Problem to work on:
Could you extract every entry below and reproduce it exactly?

Source information:

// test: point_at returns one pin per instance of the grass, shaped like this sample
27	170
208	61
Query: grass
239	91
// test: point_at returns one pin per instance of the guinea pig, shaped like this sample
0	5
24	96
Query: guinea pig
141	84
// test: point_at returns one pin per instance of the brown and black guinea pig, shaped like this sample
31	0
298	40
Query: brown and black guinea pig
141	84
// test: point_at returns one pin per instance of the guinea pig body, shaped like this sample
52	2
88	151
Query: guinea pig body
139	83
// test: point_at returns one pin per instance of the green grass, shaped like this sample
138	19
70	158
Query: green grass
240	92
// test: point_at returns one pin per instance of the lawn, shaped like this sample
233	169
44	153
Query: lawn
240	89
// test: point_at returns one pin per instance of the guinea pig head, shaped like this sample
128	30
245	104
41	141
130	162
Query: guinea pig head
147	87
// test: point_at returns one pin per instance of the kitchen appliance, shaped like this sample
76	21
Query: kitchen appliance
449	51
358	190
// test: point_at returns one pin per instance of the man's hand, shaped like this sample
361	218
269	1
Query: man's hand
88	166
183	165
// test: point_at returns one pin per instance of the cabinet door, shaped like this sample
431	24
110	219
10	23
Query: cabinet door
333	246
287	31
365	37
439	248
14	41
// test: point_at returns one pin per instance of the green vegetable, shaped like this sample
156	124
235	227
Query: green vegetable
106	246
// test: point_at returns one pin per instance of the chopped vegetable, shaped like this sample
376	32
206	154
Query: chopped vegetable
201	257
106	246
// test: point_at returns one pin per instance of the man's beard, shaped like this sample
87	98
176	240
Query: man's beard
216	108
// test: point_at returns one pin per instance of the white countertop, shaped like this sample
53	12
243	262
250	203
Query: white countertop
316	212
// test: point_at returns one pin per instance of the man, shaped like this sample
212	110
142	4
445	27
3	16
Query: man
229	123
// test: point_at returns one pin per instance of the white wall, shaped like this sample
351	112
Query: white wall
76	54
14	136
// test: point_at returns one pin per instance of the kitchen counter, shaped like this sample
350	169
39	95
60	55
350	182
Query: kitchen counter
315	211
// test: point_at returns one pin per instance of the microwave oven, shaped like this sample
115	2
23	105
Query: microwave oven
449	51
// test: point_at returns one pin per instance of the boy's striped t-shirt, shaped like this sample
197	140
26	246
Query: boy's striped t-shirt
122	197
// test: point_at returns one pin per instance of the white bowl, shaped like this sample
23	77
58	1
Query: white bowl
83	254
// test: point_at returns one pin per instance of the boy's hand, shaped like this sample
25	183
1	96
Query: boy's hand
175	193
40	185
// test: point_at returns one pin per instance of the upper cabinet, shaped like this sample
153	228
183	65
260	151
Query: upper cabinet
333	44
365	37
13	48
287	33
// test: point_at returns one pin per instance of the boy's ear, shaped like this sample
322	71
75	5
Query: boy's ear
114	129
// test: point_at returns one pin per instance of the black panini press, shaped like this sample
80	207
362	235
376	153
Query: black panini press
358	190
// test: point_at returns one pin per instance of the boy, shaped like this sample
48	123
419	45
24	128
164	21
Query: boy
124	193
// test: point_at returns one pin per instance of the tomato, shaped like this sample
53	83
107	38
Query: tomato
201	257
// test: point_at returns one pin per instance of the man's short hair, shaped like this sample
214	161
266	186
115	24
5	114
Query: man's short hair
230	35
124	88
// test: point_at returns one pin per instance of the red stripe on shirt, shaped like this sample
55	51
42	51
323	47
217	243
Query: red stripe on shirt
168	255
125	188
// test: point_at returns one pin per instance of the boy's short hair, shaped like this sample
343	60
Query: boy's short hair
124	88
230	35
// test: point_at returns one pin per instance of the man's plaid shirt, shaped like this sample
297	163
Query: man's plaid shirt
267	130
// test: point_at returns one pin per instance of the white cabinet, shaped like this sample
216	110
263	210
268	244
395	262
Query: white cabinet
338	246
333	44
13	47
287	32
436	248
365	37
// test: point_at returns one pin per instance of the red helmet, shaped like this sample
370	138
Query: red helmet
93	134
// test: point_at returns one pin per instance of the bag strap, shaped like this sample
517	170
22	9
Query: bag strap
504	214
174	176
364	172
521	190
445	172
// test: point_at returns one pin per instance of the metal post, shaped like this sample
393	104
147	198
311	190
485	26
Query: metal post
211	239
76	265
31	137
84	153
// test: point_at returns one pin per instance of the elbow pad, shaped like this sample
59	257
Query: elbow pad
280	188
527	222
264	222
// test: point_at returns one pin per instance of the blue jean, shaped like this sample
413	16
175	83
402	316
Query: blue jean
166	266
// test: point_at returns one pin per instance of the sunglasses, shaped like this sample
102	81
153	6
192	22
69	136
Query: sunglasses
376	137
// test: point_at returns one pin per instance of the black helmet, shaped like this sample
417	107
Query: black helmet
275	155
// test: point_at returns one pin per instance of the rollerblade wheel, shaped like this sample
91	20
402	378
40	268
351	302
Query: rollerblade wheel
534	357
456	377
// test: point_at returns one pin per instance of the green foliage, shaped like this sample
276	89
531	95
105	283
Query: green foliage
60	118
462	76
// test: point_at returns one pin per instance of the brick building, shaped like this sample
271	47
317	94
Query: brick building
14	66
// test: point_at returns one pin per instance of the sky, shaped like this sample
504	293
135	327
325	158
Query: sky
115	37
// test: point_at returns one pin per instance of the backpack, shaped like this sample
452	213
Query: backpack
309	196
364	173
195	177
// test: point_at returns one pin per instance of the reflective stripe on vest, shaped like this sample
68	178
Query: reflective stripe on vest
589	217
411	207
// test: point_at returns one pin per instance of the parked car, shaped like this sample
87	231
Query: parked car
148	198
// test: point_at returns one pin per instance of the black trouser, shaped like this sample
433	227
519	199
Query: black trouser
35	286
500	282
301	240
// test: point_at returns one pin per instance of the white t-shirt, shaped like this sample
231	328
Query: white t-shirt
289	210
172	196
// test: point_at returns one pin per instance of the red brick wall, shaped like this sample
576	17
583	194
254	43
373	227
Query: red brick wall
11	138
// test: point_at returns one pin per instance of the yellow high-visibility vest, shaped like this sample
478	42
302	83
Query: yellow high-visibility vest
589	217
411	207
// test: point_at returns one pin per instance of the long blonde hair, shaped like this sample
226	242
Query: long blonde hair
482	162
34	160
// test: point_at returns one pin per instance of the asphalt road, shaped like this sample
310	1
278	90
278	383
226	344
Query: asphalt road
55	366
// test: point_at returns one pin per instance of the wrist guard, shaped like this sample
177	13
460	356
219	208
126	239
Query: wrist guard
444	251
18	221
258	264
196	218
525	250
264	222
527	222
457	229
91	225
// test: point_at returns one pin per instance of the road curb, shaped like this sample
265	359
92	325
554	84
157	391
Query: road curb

Result:
// test: point_at returns one pin per instance of the grass, shaped like this sample
27	170
208	61
Query: grass
239	91
// test: point_at returns one pin per instance of the guinea pig, shaped like this sample
0	5
24	96
Query: guinea pig
141	84
// test: point_at returns one pin per instance of the brown and black guinea pig, shaped like this sample
31	0
298	40
Query: brown and black guinea pig
141	84
// test: point_at returns one pin per instance of the guinea pig body, shaped like this sample
52	2
88	151
Query: guinea pig body
139	83
// test: point_at returns one pin per instance of the green grass, shaped like this sample
138	19
70	158
Query: green grass
240	92
// test: point_at returns one pin per instance of the lawn, shaped like this sample
233	169
44	153
Query: lawn
240	89
// test: point_at returns one pin per instance of the guinea pig head, shaped like this sample
128	30
245	104
41	141
130	162
Query: guinea pig head
147	87
// test: point_at returns one pin per instance of the kitchen appliance, shaped like this sample
76	21
Query: kitchen appliance
449	51
358	190
// test: point_at returns one pin per instance of the man's hand, shaped like this sample
361	218
269	1
Query: man's hand
88	166
183	165
// test: point_at returns one pin per instance of the cabinet door, shaped like this sample
431	24
110	219
10	23
Query: cabinet door
333	246
287	31
365	37
439	248
14	41
// test: point_at returns one pin per instance of the green vegetable, shaped like this sample
156	124
235	227
Query: green vegetable
106	246
// test: point_at returns one pin per instance of the chopped vegetable, shaped like this sample
376	32
206	154
Query: chopped vegetable
201	257
106	246
// test: point_at returns one pin per instance of the man's beard, shaped like this sample
87	98
176	240
Query: man's beard
216	108
// test: point_at returns one pin per instance of the white countertop, shaped like this sample
53	12
243	262
250	203
Query: white countertop
316	212
// test: point_at returns one pin per instance of the man, shaped like this sample
212	110
142	4
445	27
3	16
Query: man
229	123
// test: point_at returns one pin per instance of the white wall, shaped like this sample
351	112
Query: white wall
76	54
14	136
// test: point_at returns one pin per instance of the kitchen counter, shaped like this sample
350	169
39	95
60	55
350	182
Query: kitchen counter
315	211
// test: point_at returns one pin per instance of the microwave oven, shaped like this sample
115	2
23	105
Query: microwave oven
449	51
// test: point_at returns one pin per instance of the boy's striped t-shirt, shaped like this sample
197	140
26	246
Query: boy's striped t-shirt
122	197
// test: point_at returns one pin per instance of the white bowl, shaped like this sample
23	77
58	1
Query: white bowl
83	254
// test: point_at returns one pin per instance of the boy's hand, shaped like this sample
25	183
1	96
Query: boy's hand
175	193
40	185
// test: point_at returns one pin per instance of the upper cabinet, shaped like this sample
153	228
183	65
260	151
Query: upper cabinet
333	44
365	37
13	48
287	33
// test: point_at returns one pin per instance of the boy's ear, shaped like this sample
322	71
75	5
Query: boy's ear
114	129
// test: point_at returns one pin per instance of the black panini press, shaped like this sample
80	207
362	235
376	153
Query: black panini press
358	190
// test: point_at returns one pin per instance of the boy, shaped like this sample
48	123
419	45
24	128
164	21
Query: boy
124	193
// test: point_at returns one pin per instance of the tomato, shaped like this sample
53	83
107	38
Query: tomato
201	257
// test: point_at returns one pin per instance of the man's short hair, shaped like this sample
214	161
266	186
115	24
5	114
Query: man's short hair
230	35
124	88
// test: point_at returns one pin per instance of the red stripe on shirt, shaped like this sample
55	51
42	51
323	47
217	243
Query: red stripe on shirt
168	255
125	188
// test: point_at returns one pin per instance of the boy's short hair, shaped like this sample
343	60
Query: boy's short hair
124	88
230	35
// test: point_at returns one pin per instance of the man's plaid shirt, shaped like this sample
297	163
Query: man's plaid shirt
267	130
// test: point_at returns one pin per instance of the white cabinet, shaped like this sample
216	110
263	210
268	244
395	262
Query: white cabinet
338	246
333	44
13	47
287	32
436	248
365	37
// test: point_at returns one pin per instance of the red helmet, shaped like this sample
370	138
Query: red helmet
93	134
// test: point_at returns one pin per instance of the bag strap, shaped like this sample
517	170
22	9
Query: bag strap
504	214
174	176
364	172
521	190
445	172
// test: point_at returns one pin per instance of the metal post, shaped like this sample
393	104
147	198
311	190
485	26
Query: metal post
211	239
76	265
31	137
84	153
// test: point_at returns one pin per instance of the elbow pad, shaped like this sample
59	257
Query: elbow pad
280	188
527	222
264	222
// test: point_at returns one pin per instance of the blue jean, shaped like this sample
413	16
175	83
402	316
Query: blue jean
166	266
// test: point_at returns one pin per instance of the sunglasses, shaped like this sample
102	81
153	6
192	22
69	136
Query: sunglasses
376	137
// test: point_at returns one pin per instance of the black helmet, shaped like this sample
417	107
Query: black helmet
275	155
// test: point_at returns one pin per instance of the rollerblade wheel, shaped like this sample
91	20
402	378
40	268
351	302
Query: rollerblade wheel
534	357
456	377
// test: point_at returns one pin per instance of the green foliage, shaped like this sample
276	89
531	95
105	283
Query: green foliage
60	118
462	76
// test: point_at returns one pin per instance of the brick building, shaped like this sample
271	47
317	94
Query: brick building
14	66
// test: point_at returns one pin per instance of the sky, shaped like this sample
504	293
135	327
325	158
Query: sky
115	37
// test: point_at returns one pin per instance of the backpack, shaped like this sample
452	213
Query: backpack
309	196
364	173
195	177
// test: point_at returns one pin per instance of the reflective stripe on vest, shaped like this sample
68	178
Query: reflective stripe on vest
589	217
411	207
// test: point_at returns one pin per instance of the parked car, shaped like this sample
87	231
Query: parked car
148	198
// test: point_at returns one pin per instance of the black trouser, shaped like this sample
433	227
519	199
Query: black trouser
35	286
500	282
301	240
// test: point_at returns one pin per instance of the white t-shirt, shaped like this sample
231	328
Query: white t-shirt
289	210
172	196
// test: point_at returns one pin per instance of the red brick wall, shaped like this sample
576	17
583	194
254	43
373	227
Query: red brick wall
11	138
// test: point_at returns one pin per instance of the yellow high-visibility vest, shaped like this sample
478	42
302	83
Query: yellow high-visibility vest
589	217
411	207
// test: point_at returns one pin per instance of the long blonde hair, shaped like this sample
226	242
Query: long blonde hair
482	162
34	160
// test: point_at returns one pin per instance of the asphalt road, shaped like this sample
310	1
278	90
278	383
226	344
Query: asphalt road
55	366
// test: point_at returns one pin per instance of the wrist guard, shaped like this sample
177	13
460	356
219	208
126	239
Query: wrist guard
444	251
18	221
258	264
196	218
525	250
264	222
527	222
457	229
91	225
// test: point_at returns one pin per instance of the road curb, shaped like this sample
265	359
92	325
554	84
157	391
Query: road curb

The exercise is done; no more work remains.